:: SET TASK ::
Retype exactly the stretch of lines that begins at the line containing "Where can the hazy" and ends at the last line of the data, with no other lines.

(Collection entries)
-----
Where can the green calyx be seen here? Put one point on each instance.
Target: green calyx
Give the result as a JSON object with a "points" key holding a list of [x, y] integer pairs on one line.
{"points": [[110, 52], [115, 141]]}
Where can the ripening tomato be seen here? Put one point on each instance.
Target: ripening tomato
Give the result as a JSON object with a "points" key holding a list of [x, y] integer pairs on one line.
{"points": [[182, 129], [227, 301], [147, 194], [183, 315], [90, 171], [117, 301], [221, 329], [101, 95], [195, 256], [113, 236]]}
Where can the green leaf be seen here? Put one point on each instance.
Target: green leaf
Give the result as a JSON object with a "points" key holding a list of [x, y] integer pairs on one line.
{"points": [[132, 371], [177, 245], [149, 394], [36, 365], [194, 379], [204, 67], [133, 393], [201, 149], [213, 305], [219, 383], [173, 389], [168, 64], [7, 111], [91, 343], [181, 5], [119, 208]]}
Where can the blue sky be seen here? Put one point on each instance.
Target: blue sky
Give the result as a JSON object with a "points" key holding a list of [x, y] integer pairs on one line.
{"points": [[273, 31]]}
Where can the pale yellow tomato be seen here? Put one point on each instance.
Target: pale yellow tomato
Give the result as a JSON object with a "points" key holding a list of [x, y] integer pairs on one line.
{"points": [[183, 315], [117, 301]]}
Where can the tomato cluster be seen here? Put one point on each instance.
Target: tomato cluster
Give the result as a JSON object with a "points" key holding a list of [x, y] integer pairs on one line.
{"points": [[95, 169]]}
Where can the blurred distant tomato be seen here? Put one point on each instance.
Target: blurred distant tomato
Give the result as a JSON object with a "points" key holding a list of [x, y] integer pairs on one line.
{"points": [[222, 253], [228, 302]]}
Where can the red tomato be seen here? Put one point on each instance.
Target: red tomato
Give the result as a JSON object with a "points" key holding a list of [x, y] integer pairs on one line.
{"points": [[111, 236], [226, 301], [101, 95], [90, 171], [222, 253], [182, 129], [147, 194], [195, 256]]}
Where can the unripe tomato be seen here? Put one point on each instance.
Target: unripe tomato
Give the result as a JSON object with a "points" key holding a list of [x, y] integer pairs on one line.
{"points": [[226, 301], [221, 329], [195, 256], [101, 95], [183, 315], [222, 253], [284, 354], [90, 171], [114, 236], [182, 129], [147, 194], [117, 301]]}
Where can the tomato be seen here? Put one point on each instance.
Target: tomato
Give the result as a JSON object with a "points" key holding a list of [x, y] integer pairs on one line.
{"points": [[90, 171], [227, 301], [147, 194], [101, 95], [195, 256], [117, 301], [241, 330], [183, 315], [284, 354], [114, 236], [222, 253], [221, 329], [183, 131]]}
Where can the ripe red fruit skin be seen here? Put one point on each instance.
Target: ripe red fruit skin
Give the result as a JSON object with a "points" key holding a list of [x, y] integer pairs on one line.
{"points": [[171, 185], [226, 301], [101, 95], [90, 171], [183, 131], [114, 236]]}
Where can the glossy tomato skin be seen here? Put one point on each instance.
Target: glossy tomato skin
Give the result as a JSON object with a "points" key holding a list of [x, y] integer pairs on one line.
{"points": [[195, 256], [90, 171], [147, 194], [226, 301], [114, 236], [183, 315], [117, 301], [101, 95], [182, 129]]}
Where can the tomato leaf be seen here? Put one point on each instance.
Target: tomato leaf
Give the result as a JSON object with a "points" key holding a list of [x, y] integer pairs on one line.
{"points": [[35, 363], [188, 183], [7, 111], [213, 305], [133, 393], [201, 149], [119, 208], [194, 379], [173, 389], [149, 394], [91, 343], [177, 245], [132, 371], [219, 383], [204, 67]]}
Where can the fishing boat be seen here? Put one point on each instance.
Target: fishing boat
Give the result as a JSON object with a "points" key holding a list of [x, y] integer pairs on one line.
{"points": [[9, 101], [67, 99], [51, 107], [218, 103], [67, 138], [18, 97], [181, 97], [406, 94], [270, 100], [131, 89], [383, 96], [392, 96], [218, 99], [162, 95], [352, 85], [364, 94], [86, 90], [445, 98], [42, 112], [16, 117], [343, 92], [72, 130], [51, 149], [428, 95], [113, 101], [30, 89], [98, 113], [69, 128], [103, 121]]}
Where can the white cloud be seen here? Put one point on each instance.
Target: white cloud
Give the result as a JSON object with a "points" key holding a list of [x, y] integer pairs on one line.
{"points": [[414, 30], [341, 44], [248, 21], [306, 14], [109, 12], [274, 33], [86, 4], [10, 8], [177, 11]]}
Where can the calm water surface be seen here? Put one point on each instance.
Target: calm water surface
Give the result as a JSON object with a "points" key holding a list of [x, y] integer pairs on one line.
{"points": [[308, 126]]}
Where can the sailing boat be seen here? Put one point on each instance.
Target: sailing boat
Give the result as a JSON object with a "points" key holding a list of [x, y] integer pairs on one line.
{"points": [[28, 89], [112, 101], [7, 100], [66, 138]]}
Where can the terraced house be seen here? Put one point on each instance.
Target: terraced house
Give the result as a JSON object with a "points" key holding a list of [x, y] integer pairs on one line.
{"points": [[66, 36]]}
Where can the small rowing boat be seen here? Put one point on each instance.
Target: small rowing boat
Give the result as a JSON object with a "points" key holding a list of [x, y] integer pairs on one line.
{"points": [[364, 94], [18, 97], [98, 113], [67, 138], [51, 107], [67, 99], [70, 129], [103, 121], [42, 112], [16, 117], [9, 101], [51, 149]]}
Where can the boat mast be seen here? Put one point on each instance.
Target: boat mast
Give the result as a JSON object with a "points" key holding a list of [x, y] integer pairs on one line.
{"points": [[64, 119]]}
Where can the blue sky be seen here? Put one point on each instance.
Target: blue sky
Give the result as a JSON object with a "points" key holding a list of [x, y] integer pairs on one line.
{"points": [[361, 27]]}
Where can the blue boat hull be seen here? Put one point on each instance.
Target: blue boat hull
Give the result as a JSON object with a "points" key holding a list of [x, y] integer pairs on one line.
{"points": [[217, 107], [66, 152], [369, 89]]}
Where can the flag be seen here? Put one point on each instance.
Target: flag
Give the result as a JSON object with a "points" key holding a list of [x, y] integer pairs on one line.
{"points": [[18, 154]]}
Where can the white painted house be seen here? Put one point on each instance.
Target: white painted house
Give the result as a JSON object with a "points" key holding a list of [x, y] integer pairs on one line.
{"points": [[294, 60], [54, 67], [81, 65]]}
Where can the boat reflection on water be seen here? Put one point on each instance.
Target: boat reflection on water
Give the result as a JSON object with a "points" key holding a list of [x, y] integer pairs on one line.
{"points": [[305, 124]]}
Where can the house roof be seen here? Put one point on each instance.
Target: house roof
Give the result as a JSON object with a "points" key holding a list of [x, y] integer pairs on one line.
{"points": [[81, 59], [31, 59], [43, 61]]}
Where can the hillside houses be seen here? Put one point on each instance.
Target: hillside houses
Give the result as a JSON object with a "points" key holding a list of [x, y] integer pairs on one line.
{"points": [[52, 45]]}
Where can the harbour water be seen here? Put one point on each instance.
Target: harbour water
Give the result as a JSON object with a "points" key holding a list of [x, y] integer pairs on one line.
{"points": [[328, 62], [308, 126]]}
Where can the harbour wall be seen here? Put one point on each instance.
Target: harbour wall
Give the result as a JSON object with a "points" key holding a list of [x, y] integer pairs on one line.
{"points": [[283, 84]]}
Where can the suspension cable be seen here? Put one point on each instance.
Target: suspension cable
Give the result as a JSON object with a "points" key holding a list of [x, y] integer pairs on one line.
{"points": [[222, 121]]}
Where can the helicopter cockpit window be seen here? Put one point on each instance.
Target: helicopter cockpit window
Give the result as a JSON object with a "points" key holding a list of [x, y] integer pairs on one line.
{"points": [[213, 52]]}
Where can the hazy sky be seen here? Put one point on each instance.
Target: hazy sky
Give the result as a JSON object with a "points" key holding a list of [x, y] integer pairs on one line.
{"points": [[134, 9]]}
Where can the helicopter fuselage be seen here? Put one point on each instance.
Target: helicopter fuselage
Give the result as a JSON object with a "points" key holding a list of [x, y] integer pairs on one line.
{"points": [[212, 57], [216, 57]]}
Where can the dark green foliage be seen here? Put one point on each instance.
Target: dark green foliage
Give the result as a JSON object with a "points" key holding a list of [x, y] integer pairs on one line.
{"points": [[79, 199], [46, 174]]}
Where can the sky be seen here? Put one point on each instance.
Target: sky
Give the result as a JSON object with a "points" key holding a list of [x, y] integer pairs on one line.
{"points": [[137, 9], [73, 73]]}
-----
:: ANSWER TO THE TASK ::
Where can the hazy sky be seen here? Put one point on each instance.
Target: hazy sky
Give the result as a JSON object with a "points" key holding a list of [x, y] integer pairs on one line.
{"points": [[134, 9]]}
Where can the helicopter fuselage be seen here? Put one point on each instance.
Target: helicopter fuselage
Give the result as a JSON object with a "points" key holding a list of [x, y] integer pairs on one line.
{"points": [[212, 57], [216, 57]]}
Where can the dark green foliage be seen here? Put one point on each instance.
Target: dark green foliage
Give the result as a JSON object with a "points" key holding a list of [x, y] integer pairs on one line.
{"points": [[79, 199], [46, 174]]}
Where can the sky be seen here? Put one point on each instance.
Target: sky
Give the result as a JSON object with a "points" key holding a list of [x, y] integer pairs on one line.
{"points": [[137, 9], [73, 73]]}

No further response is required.